**Problem to solve**
Render the data as a numbered list, starting at the beginning of the data and ending at the line containing "point(322, 83)", with both ends included. Omit blank lines and leave the pictures out of the list.

**Given records**
....

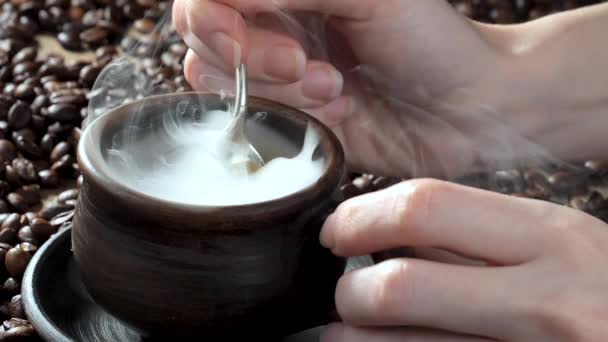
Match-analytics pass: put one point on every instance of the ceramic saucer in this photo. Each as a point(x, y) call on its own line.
point(60, 309)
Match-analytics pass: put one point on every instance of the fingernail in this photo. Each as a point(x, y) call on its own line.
point(228, 48)
point(331, 333)
point(327, 238)
point(284, 63)
point(322, 83)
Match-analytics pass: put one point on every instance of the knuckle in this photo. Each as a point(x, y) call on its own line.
point(412, 207)
point(395, 290)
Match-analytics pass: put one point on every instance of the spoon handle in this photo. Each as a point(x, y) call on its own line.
point(240, 103)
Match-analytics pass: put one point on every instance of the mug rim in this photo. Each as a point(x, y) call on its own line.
point(94, 169)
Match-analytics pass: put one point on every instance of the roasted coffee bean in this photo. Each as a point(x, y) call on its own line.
point(68, 195)
point(6, 103)
point(27, 54)
point(30, 193)
point(74, 137)
point(15, 322)
point(61, 218)
point(19, 115)
point(63, 112)
point(16, 261)
point(89, 74)
point(144, 25)
point(95, 36)
point(8, 235)
point(25, 235)
point(12, 222)
point(27, 146)
point(25, 169)
point(53, 210)
point(41, 228)
point(12, 177)
point(25, 92)
point(17, 201)
point(28, 217)
point(39, 102)
point(47, 143)
point(60, 150)
point(48, 178)
point(4, 188)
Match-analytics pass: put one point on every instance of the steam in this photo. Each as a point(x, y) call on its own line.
point(447, 141)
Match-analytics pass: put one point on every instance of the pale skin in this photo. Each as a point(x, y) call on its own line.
point(539, 88)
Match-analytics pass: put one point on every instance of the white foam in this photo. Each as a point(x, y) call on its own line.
point(194, 174)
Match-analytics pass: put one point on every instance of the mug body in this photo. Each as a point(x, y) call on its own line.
point(230, 272)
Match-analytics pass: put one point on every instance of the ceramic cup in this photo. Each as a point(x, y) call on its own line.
point(225, 272)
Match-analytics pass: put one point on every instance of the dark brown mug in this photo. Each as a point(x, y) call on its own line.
point(221, 273)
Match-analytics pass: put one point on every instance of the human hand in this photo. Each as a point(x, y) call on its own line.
point(543, 278)
point(400, 86)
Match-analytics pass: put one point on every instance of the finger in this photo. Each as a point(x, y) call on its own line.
point(213, 30)
point(336, 112)
point(320, 84)
point(337, 332)
point(351, 9)
point(471, 222)
point(272, 57)
point(413, 292)
point(447, 257)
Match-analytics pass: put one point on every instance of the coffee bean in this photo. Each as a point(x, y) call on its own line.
point(144, 25)
point(25, 235)
point(74, 137)
point(63, 112)
point(25, 169)
point(95, 36)
point(27, 54)
point(48, 178)
point(89, 74)
point(60, 150)
point(61, 218)
point(12, 177)
point(41, 228)
point(27, 145)
point(30, 193)
point(69, 194)
point(17, 201)
point(16, 261)
point(53, 210)
point(12, 222)
point(28, 217)
point(4, 188)
point(14, 308)
point(19, 115)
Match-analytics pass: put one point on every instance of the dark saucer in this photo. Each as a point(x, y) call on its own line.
point(60, 309)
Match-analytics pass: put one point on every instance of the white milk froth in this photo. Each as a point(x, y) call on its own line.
point(193, 173)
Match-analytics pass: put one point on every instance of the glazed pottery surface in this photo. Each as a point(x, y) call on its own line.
point(224, 273)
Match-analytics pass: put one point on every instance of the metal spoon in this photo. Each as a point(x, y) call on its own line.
point(236, 130)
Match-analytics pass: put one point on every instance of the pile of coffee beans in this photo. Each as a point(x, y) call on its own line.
point(514, 11)
point(44, 100)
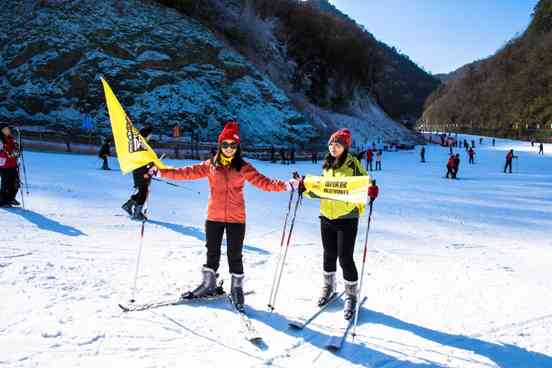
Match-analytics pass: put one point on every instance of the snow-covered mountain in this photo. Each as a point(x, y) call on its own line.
point(457, 272)
point(164, 67)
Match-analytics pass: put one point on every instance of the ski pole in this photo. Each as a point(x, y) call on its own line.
point(132, 300)
point(175, 185)
point(280, 253)
point(23, 160)
point(362, 270)
point(283, 262)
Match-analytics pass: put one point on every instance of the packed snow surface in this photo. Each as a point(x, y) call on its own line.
point(458, 271)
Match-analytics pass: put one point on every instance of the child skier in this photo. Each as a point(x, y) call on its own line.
point(9, 153)
point(509, 157)
point(227, 173)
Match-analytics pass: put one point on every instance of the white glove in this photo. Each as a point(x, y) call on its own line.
point(292, 184)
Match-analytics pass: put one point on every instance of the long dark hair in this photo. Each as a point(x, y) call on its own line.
point(237, 161)
point(331, 162)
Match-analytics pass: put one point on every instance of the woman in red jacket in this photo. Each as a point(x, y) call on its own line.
point(227, 173)
point(9, 152)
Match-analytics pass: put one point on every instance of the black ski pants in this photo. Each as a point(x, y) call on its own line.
point(508, 166)
point(10, 184)
point(338, 240)
point(235, 233)
point(142, 185)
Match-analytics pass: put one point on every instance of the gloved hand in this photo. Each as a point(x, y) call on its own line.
point(293, 184)
point(153, 171)
point(373, 191)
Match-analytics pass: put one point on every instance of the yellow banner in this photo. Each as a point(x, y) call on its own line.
point(132, 149)
point(352, 189)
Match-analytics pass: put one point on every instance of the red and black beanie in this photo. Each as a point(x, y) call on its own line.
point(230, 132)
point(343, 137)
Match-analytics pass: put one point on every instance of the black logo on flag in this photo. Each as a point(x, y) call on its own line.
point(135, 140)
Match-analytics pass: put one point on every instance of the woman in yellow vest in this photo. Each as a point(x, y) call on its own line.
point(339, 224)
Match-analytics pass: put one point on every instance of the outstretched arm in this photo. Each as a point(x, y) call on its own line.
point(262, 182)
point(193, 172)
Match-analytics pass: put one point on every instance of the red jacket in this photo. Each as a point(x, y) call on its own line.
point(226, 202)
point(8, 153)
point(373, 191)
point(369, 155)
point(450, 163)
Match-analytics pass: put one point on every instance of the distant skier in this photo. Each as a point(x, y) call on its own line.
point(227, 173)
point(135, 205)
point(283, 156)
point(456, 166)
point(314, 156)
point(369, 158)
point(378, 160)
point(339, 224)
point(450, 167)
point(9, 171)
point(104, 154)
point(471, 154)
point(509, 157)
point(272, 154)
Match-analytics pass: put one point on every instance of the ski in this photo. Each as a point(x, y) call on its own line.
point(301, 323)
point(175, 301)
point(251, 333)
point(335, 342)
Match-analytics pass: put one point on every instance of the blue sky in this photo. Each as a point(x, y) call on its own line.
point(441, 35)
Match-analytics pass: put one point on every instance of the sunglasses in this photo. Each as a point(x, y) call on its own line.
point(226, 145)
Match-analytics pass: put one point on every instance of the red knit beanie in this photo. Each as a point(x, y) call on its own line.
point(230, 132)
point(342, 136)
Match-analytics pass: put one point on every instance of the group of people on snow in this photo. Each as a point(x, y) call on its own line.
point(227, 172)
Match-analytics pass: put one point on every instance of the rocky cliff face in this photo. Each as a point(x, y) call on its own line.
point(164, 67)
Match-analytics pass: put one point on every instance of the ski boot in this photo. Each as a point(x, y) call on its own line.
point(128, 206)
point(14, 202)
point(328, 289)
point(137, 213)
point(208, 286)
point(350, 299)
point(236, 292)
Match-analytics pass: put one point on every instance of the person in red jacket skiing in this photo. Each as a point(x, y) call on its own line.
point(450, 167)
point(227, 173)
point(9, 153)
point(471, 154)
point(509, 157)
point(369, 158)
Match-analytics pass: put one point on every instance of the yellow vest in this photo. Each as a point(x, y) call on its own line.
point(333, 209)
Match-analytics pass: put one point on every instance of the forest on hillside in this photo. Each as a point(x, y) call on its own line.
point(310, 48)
point(508, 94)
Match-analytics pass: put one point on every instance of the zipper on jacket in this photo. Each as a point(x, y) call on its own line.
point(226, 194)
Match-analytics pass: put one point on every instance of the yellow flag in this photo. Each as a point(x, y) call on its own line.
point(352, 189)
point(132, 149)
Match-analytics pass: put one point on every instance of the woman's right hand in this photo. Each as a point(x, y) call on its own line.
point(153, 171)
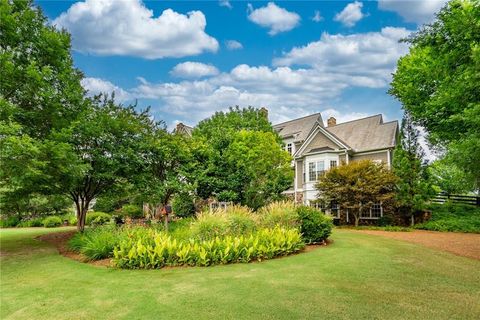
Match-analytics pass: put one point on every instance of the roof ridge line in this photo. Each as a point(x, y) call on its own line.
point(375, 115)
point(310, 115)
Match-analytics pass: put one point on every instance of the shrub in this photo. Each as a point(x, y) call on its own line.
point(34, 222)
point(314, 225)
point(97, 218)
point(97, 243)
point(52, 222)
point(385, 221)
point(451, 217)
point(153, 249)
point(209, 225)
point(9, 222)
point(183, 205)
point(132, 211)
point(234, 220)
point(281, 213)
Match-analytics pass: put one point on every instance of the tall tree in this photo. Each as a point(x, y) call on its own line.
point(413, 187)
point(40, 92)
point(357, 186)
point(438, 83)
point(167, 163)
point(99, 151)
point(38, 77)
point(449, 178)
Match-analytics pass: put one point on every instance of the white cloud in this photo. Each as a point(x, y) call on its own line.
point(96, 86)
point(225, 3)
point(351, 14)
point(421, 11)
point(302, 81)
point(233, 45)
point(110, 27)
point(273, 17)
point(317, 17)
point(191, 69)
point(364, 57)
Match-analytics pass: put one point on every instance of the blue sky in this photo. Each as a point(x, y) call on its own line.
point(189, 59)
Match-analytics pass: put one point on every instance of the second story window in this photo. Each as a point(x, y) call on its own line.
point(315, 170)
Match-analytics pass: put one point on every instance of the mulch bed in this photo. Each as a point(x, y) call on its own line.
point(60, 240)
point(461, 244)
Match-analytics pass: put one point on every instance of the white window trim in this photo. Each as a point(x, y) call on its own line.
point(370, 217)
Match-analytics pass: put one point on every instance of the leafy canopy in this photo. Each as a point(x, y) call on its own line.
point(357, 185)
point(238, 157)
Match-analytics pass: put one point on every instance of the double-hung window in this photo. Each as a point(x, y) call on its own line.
point(315, 170)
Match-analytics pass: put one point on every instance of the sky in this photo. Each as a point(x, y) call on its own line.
point(188, 59)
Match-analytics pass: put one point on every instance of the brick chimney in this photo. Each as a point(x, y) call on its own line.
point(264, 112)
point(331, 122)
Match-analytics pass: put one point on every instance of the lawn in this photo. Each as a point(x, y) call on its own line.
point(359, 276)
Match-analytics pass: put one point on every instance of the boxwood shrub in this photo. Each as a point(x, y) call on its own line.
point(97, 218)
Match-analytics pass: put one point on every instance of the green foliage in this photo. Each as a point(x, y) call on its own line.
point(9, 221)
point(385, 221)
point(357, 186)
point(97, 218)
point(133, 211)
point(238, 157)
point(453, 218)
point(183, 205)
point(438, 83)
point(448, 177)
point(234, 221)
point(315, 226)
point(413, 186)
point(31, 223)
point(168, 157)
point(40, 93)
point(379, 228)
point(280, 213)
point(151, 249)
point(52, 222)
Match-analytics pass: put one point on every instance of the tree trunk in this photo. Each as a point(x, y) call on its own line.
point(82, 208)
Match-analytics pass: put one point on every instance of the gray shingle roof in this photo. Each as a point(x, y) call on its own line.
point(366, 134)
point(183, 129)
point(298, 128)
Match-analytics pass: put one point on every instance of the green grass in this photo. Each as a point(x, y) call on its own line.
point(357, 277)
point(453, 218)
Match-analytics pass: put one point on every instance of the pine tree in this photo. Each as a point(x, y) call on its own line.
point(413, 188)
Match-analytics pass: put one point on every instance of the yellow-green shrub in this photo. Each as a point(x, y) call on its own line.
point(153, 249)
point(235, 220)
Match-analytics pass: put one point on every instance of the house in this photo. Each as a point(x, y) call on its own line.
point(316, 148)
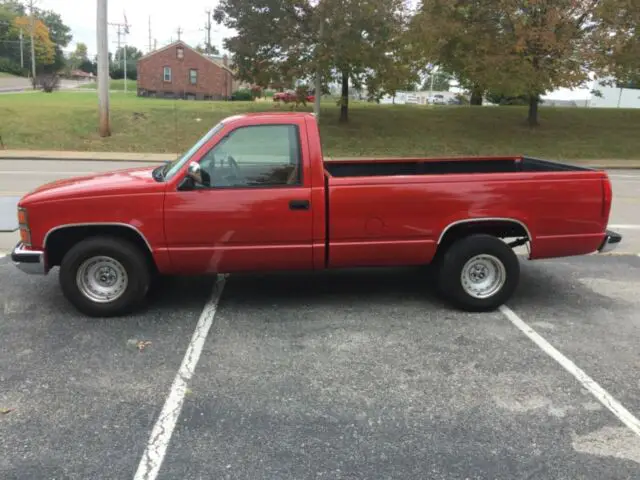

....

**Result**
1. Match-analytics pass: put one point on every instance of the ceramic saucer in this photo. Each as a point(x, y) call on its own line.
2. point(60, 309)
3. Match-analytics pass: put one point on every instance of the fingernail in this photo. Each as a point(x, y) call on its own line.
4. point(228, 48)
5. point(331, 333)
6. point(327, 238)
7. point(284, 63)
8. point(322, 83)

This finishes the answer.